Required work: Sort through the material below and copy each line with "hand".

##########

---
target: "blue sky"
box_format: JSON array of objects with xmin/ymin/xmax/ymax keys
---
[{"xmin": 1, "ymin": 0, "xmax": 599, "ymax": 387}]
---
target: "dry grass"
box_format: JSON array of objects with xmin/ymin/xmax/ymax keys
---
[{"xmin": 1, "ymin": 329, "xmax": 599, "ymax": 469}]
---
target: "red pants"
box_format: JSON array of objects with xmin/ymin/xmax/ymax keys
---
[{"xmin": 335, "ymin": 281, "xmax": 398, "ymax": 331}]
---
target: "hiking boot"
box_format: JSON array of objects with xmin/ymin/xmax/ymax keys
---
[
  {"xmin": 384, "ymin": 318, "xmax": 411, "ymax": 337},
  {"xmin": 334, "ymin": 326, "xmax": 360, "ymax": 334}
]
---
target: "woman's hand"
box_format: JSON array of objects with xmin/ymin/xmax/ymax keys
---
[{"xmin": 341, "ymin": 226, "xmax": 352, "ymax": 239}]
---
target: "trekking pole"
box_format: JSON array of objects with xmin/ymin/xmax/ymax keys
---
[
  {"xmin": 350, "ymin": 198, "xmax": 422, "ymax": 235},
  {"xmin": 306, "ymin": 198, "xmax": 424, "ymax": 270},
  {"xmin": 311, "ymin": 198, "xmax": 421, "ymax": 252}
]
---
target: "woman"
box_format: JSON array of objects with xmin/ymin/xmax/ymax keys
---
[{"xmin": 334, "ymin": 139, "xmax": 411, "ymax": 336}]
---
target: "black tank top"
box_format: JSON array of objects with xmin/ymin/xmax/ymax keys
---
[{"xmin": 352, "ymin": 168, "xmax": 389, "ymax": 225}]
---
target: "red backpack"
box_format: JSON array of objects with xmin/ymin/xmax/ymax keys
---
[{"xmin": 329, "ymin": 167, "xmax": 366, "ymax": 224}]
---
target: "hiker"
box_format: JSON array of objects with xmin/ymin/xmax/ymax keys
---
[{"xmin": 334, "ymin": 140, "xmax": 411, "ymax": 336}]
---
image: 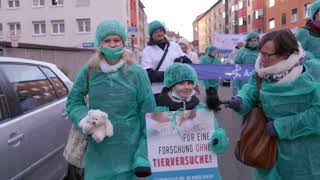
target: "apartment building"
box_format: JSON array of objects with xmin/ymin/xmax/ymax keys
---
[
  {"xmin": 0, "ymin": 0, "xmax": 147, "ymax": 49},
  {"xmin": 265, "ymin": 0, "xmax": 313, "ymax": 32},
  {"xmin": 195, "ymin": 0, "xmax": 225, "ymax": 53}
]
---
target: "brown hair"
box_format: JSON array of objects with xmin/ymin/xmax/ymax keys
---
[
  {"xmin": 258, "ymin": 29, "xmax": 299, "ymax": 57},
  {"xmin": 88, "ymin": 48, "xmax": 136, "ymax": 69}
]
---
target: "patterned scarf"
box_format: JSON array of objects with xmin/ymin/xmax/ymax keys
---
[{"xmin": 255, "ymin": 44, "xmax": 306, "ymax": 83}]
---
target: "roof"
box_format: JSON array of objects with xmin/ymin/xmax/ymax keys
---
[
  {"xmin": 0, "ymin": 56, "xmax": 72, "ymax": 84},
  {"xmin": 196, "ymin": 0, "xmax": 222, "ymax": 22},
  {"xmin": 0, "ymin": 56, "xmax": 57, "ymax": 67}
]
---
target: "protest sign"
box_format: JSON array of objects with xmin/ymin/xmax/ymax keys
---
[{"xmin": 146, "ymin": 109, "xmax": 220, "ymax": 180}]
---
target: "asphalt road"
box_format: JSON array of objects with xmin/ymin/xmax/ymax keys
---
[{"xmin": 216, "ymin": 85, "xmax": 252, "ymax": 180}]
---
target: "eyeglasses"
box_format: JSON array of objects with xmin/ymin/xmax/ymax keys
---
[{"xmin": 260, "ymin": 51, "xmax": 277, "ymax": 58}]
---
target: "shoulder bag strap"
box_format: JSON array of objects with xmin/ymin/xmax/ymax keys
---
[
  {"xmin": 155, "ymin": 42, "xmax": 170, "ymax": 71},
  {"xmin": 255, "ymin": 73, "xmax": 264, "ymax": 110},
  {"xmin": 85, "ymin": 66, "xmax": 91, "ymax": 95}
]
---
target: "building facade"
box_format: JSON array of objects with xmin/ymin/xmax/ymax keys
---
[
  {"xmin": 265, "ymin": 0, "xmax": 313, "ymax": 32},
  {"xmin": 195, "ymin": 0, "xmax": 225, "ymax": 53},
  {"xmin": 0, "ymin": 0, "xmax": 147, "ymax": 49},
  {"xmin": 228, "ymin": 0, "xmax": 239, "ymax": 34},
  {"xmin": 138, "ymin": 1, "xmax": 147, "ymax": 50}
]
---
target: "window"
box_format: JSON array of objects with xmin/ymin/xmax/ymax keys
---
[
  {"xmin": 0, "ymin": 64, "xmax": 58, "ymax": 113},
  {"xmin": 76, "ymin": 0, "xmax": 89, "ymax": 6},
  {"xmin": 33, "ymin": 21, "xmax": 46, "ymax": 35},
  {"xmin": 51, "ymin": 20, "xmax": 64, "ymax": 34},
  {"xmin": 239, "ymin": 17, "xmax": 247, "ymax": 26},
  {"xmin": 304, "ymin": 3, "xmax": 311, "ymax": 19},
  {"xmin": 248, "ymin": 0, "xmax": 250, "ymax": 6},
  {"xmin": 248, "ymin": 15, "xmax": 251, "ymax": 24},
  {"xmin": 52, "ymin": 0, "xmax": 63, "ymax": 6},
  {"xmin": 291, "ymin": 8, "xmax": 298, "ymax": 22},
  {"xmin": 268, "ymin": 0, "xmax": 275, "ymax": 7},
  {"xmin": 33, "ymin": 0, "xmax": 44, "ymax": 7},
  {"xmin": 77, "ymin": 19, "xmax": 90, "ymax": 33},
  {"xmin": 254, "ymin": 9, "xmax": 264, "ymax": 20},
  {"xmin": 8, "ymin": 0, "xmax": 19, "ymax": 8},
  {"xmin": 222, "ymin": 12, "xmax": 225, "ymax": 18},
  {"xmin": 8, "ymin": 22, "xmax": 20, "ymax": 36},
  {"xmin": 0, "ymin": 86, "xmax": 9, "ymax": 121},
  {"xmin": 281, "ymin": 13, "xmax": 286, "ymax": 25},
  {"xmin": 41, "ymin": 67, "xmax": 68, "ymax": 98},
  {"xmin": 269, "ymin": 18, "xmax": 275, "ymax": 29},
  {"xmin": 239, "ymin": 1, "xmax": 243, "ymax": 9}
]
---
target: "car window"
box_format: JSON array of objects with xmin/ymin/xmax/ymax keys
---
[
  {"xmin": 0, "ymin": 86, "xmax": 9, "ymax": 121},
  {"xmin": 41, "ymin": 67, "xmax": 68, "ymax": 98},
  {"xmin": 0, "ymin": 64, "xmax": 58, "ymax": 113}
]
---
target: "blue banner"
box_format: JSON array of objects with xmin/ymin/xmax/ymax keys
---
[
  {"xmin": 191, "ymin": 64, "xmax": 255, "ymax": 80},
  {"xmin": 151, "ymin": 167, "xmax": 220, "ymax": 180}
]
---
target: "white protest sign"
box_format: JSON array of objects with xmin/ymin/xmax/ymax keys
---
[{"xmin": 146, "ymin": 109, "xmax": 220, "ymax": 180}]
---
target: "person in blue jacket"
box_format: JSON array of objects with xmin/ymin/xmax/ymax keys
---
[
  {"xmin": 226, "ymin": 29, "xmax": 320, "ymax": 180},
  {"xmin": 296, "ymin": 0, "xmax": 320, "ymax": 59},
  {"xmin": 231, "ymin": 32, "xmax": 259, "ymax": 95}
]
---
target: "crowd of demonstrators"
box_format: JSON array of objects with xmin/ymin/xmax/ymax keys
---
[
  {"xmin": 177, "ymin": 38, "xmax": 200, "ymax": 64},
  {"xmin": 64, "ymin": 1, "xmax": 320, "ymax": 178},
  {"xmin": 154, "ymin": 63, "xmax": 229, "ymax": 180},
  {"xmin": 225, "ymin": 29, "xmax": 320, "ymax": 180},
  {"xmin": 231, "ymin": 32, "xmax": 260, "ymax": 96},
  {"xmin": 296, "ymin": 0, "xmax": 320, "ymax": 59},
  {"xmin": 66, "ymin": 19, "xmax": 155, "ymax": 180},
  {"xmin": 141, "ymin": 20, "xmax": 185, "ymax": 94},
  {"xmin": 200, "ymin": 45, "xmax": 223, "ymax": 111}
]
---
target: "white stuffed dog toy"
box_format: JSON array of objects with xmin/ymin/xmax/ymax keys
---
[{"xmin": 79, "ymin": 109, "xmax": 113, "ymax": 142}]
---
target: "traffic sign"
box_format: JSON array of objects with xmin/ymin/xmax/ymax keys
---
[{"xmin": 128, "ymin": 26, "xmax": 138, "ymax": 38}]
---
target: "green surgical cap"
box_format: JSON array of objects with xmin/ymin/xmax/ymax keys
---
[
  {"xmin": 94, "ymin": 19, "xmax": 128, "ymax": 47},
  {"xmin": 148, "ymin": 20, "xmax": 166, "ymax": 36},
  {"xmin": 245, "ymin": 31, "xmax": 260, "ymax": 41},
  {"xmin": 311, "ymin": 1, "xmax": 320, "ymax": 21},
  {"xmin": 205, "ymin": 45, "xmax": 217, "ymax": 55},
  {"xmin": 164, "ymin": 63, "xmax": 197, "ymax": 88}
]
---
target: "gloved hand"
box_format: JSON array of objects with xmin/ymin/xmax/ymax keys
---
[
  {"xmin": 134, "ymin": 166, "xmax": 152, "ymax": 177},
  {"xmin": 209, "ymin": 128, "xmax": 229, "ymax": 155},
  {"xmin": 206, "ymin": 87, "xmax": 222, "ymax": 111},
  {"xmin": 223, "ymin": 96, "xmax": 242, "ymax": 111},
  {"xmin": 265, "ymin": 121, "xmax": 277, "ymax": 137},
  {"xmin": 232, "ymin": 87, "xmax": 238, "ymax": 96}
]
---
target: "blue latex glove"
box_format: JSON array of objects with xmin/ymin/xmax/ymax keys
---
[
  {"xmin": 209, "ymin": 128, "xmax": 229, "ymax": 155},
  {"xmin": 223, "ymin": 96, "xmax": 242, "ymax": 111},
  {"xmin": 266, "ymin": 121, "xmax": 277, "ymax": 137}
]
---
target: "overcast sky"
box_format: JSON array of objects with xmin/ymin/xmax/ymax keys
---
[{"xmin": 140, "ymin": 0, "xmax": 218, "ymax": 41}]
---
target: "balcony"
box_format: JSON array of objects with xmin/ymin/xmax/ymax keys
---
[
  {"xmin": 252, "ymin": 0, "xmax": 264, "ymax": 10},
  {"xmin": 238, "ymin": 7, "xmax": 247, "ymax": 17},
  {"xmin": 238, "ymin": 25, "xmax": 247, "ymax": 33},
  {"xmin": 252, "ymin": 19, "xmax": 264, "ymax": 29}
]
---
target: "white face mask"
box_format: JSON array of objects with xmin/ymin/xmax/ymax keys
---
[{"xmin": 171, "ymin": 89, "xmax": 196, "ymax": 101}]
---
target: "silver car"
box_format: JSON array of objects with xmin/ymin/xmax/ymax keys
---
[{"xmin": 0, "ymin": 57, "xmax": 72, "ymax": 180}]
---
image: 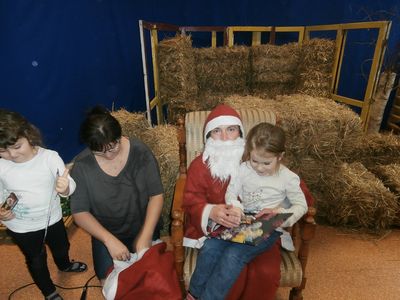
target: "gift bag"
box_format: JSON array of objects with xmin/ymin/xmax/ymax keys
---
[{"xmin": 103, "ymin": 241, "xmax": 182, "ymax": 300}]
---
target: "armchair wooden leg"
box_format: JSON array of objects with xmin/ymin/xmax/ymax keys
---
[{"xmin": 289, "ymin": 287, "xmax": 303, "ymax": 300}]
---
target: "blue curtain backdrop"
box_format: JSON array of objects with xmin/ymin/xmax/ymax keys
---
[{"xmin": 0, "ymin": 0, "xmax": 399, "ymax": 162}]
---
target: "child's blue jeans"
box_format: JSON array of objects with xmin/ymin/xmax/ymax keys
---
[{"xmin": 189, "ymin": 230, "xmax": 281, "ymax": 300}]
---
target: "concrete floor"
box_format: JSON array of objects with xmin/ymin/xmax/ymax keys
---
[{"xmin": 1, "ymin": 224, "xmax": 400, "ymax": 300}]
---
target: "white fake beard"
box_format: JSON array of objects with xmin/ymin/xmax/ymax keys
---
[{"xmin": 202, "ymin": 137, "xmax": 245, "ymax": 182}]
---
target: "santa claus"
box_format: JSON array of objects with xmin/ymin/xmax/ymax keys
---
[{"xmin": 183, "ymin": 104, "xmax": 281, "ymax": 300}]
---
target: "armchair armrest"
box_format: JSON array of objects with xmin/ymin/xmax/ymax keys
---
[
  {"xmin": 171, "ymin": 174, "xmax": 186, "ymax": 285},
  {"xmin": 289, "ymin": 206, "xmax": 316, "ymax": 297}
]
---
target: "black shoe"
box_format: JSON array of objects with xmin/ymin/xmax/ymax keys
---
[
  {"xmin": 45, "ymin": 291, "xmax": 63, "ymax": 300},
  {"xmin": 61, "ymin": 260, "xmax": 87, "ymax": 273}
]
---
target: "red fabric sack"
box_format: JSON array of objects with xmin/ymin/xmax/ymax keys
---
[{"xmin": 108, "ymin": 242, "xmax": 182, "ymax": 300}]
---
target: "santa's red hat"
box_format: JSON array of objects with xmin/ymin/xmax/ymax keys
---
[{"xmin": 204, "ymin": 104, "xmax": 244, "ymax": 140}]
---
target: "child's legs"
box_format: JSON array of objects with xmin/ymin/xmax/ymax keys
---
[
  {"xmin": 46, "ymin": 218, "xmax": 71, "ymax": 270},
  {"xmin": 201, "ymin": 231, "xmax": 281, "ymax": 300},
  {"xmin": 7, "ymin": 229, "xmax": 56, "ymax": 297},
  {"xmin": 189, "ymin": 238, "xmax": 229, "ymax": 298}
]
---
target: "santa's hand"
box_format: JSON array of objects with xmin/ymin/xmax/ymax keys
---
[
  {"xmin": 56, "ymin": 169, "xmax": 70, "ymax": 196},
  {"xmin": 210, "ymin": 204, "xmax": 241, "ymax": 228}
]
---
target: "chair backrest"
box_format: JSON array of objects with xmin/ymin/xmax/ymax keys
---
[{"xmin": 185, "ymin": 108, "xmax": 277, "ymax": 167}]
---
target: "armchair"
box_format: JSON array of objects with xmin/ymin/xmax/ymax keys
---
[{"xmin": 171, "ymin": 108, "xmax": 316, "ymax": 300}]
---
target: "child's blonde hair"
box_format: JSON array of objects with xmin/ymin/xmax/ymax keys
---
[{"xmin": 242, "ymin": 122, "xmax": 285, "ymax": 161}]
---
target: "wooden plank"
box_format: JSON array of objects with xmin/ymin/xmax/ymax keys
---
[
  {"xmin": 332, "ymin": 29, "xmax": 345, "ymax": 94},
  {"xmin": 252, "ymin": 32, "xmax": 261, "ymax": 46},
  {"xmin": 332, "ymin": 94, "xmax": 364, "ymax": 107}
]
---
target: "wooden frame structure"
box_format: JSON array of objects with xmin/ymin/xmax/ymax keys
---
[{"xmin": 139, "ymin": 20, "xmax": 391, "ymax": 131}]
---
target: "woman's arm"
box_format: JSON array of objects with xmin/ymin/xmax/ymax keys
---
[
  {"xmin": 73, "ymin": 211, "xmax": 130, "ymax": 261},
  {"xmin": 134, "ymin": 193, "xmax": 163, "ymax": 252}
]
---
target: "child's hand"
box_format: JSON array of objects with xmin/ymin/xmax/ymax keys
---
[
  {"xmin": 228, "ymin": 206, "xmax": 243, "ymax": 224},
  {"xmin": 56, "ymin": 169, "xmax": 70, "ymax": 196},
  {"xmin": 0, "ymin": 207, "xmax": 15, "ymax": 221},
  {"xmin": 255, "ymin": 208, "xmax": 278, "ymax": 219}
]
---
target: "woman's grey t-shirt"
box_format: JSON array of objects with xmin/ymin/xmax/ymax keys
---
[{"xmin": 70, "ymin": 138, "xmax": 163, "ymax": 239}]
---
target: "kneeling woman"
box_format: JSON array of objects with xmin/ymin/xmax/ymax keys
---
[{"xmin": 70, "ymin": 106, "xmax": 163, "ymax": 284}]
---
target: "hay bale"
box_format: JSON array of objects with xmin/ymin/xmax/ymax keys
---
[
  {"xmin": 167, "ymin": 95, "xmax": 222, "ymax": 124},
  {"xmin": 141, "ymin": 125, "xmax": 180, "ymax": 236},
  {"xmin": 349, "ymin": 132, "xmax": 400, "ymax": 167},
  {"xmin": 371, "ymin": 164, "xmax": 400, "ymax": 194},
  {"xmin": 224, "ymin": 94, "xmax": 363, "ymax": 160},
  {"xmin": 250, "ymin": 43, "xmax": 301, "ymax": 98},
  {"xmin": 296, "ymin": 38, "xmax": 336, "ymax": 98},
  {"xmin": 112, "ymin": 109, "xmax": 149, "ymax": 140},
  {"xmin": 158, "ymin": 35, "xmax": 198, "ymax": 106},
  {"xmin": 194, "ymin": 46, "xmax": 250, "ymax": 96},
  {"xmin": 316, "ymin": 162, "xmax": 398, "ymax": 231}
]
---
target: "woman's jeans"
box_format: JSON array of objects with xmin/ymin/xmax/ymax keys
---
[
  {"xmin": 92, "ymin": 236, "xmax": 135, "ymax": 280},
  {"xmin": 189, "ymin": 230, "xmax": 281, "ymax": 300},
  {"xmin": 7, "ymin": 218, "xmax": 71, "ymax": 297}
]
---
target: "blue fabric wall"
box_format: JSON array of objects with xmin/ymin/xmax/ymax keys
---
[{"xmin": 0, "ymin": 0, "xmax": 399, "ymax": 161}]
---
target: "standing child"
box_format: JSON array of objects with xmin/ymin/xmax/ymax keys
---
[
  {"xmin": 188, "ymin": 122, "xmax": 308, "ymax": 300},
  {"xmin": 0, "ymin": 109, "xmax": 87, "ymax": 300}
]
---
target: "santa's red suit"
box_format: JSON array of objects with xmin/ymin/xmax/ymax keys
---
[{"xmin": 183, "ymin": 155, "xmax": 281, "ymax": 300}]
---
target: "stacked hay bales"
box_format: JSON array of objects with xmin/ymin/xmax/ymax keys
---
[
  {"xmin": 142, "ymin": 126, "xmax": 180, "ymax": 236},
  {"xmin": 112, "ymin": 110, "xmax": 180, "ymax": 236},
  {"xmin": 370, "ymin": 163, "xmax": 400, "ymax": 226},
  {"xmin": 251, "ymin": 43, "xmax": 301, "ymax": 98},
  {"xmin": 158, "ymin": 35, "xmax": 198, "ymax": 108},
  {"xmin": 223, "ymin": 94, "xmax": 400, "ymax": 231},
  {"xmin": 372, "ymin": 164, "xmax": 400, "ymax": 194},
  {"xmin": 347, "ymin": 132, "xmax": 400, "ymax": 167},
  {"xmin": 156, "ymin": 34, "xmax": 399, "ymax": 233},
  {"xmin": 315, "ymin": 162, "xmax": 398, "ymax": 231},
  {"xmin": 194, "ymin": 46, "xmax": 250, "ymax": 97},
  {"xmin": 296, "ymin": 38, "xmax": 336, "ymax": 98},
  {"xmin": 111, "ymin": 109, "xmax": 149, "ymax": 139},
  {"xmin": 224, "ymin": 94, "xmax": 363, "ymax": 160}
]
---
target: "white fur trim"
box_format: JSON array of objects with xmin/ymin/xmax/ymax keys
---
[
  {"xmin": 201, "ymin": 204, "xmax": 214, "ymax": 234},
  {"xmin": 183, "ymin": 236, "xmax": 207, "ymax": 249},
  {"xmin": 204, "ymin": 115, "xmax": 244, "ymax": 140}
]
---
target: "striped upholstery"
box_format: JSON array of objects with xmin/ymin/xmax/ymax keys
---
[
  {"xmin": 183, "ymin": 247, "xmax": 302, "ymax": 289},
  {"xmin": 184, "ymin": 108, "xmax": 302, "ymax": 289},
  {"xmin": 185, "ymin": 108, "xmax": 277, "ymax": 166}
]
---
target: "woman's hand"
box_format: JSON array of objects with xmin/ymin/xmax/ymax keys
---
[
  {"xmin": 104, "ymin": 235, "xmax": 131, "ymax": 261},
  {"xmin": 56, "ymin": 169, "xmax": 70, "ymax": 196},
  {"xmin": 210, "ymin": 204, "xmax": 242, "ymax": 228},
  {"xmin": 134, "ymin": 236, "xmax": 151, "ymax": 254},
  {"xmin": 0, "ymin": 208, "xmax": 15, "ymax": 221}
]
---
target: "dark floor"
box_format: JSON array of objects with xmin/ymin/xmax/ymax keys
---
[{"xmin": 1, "ymin": 224, "xmax": 400, "ymax": 300}]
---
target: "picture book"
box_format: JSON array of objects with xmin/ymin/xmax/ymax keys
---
[{"xmin": 208, "ymin": 212, "xmax": 293, "ymax": 246}]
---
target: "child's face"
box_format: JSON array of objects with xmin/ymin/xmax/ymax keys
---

##########

Exercise response:
target: "woman's hand"
target: "gloved hand"
target: "santa's hand"
target: "child's hand"
target: "woman's hand"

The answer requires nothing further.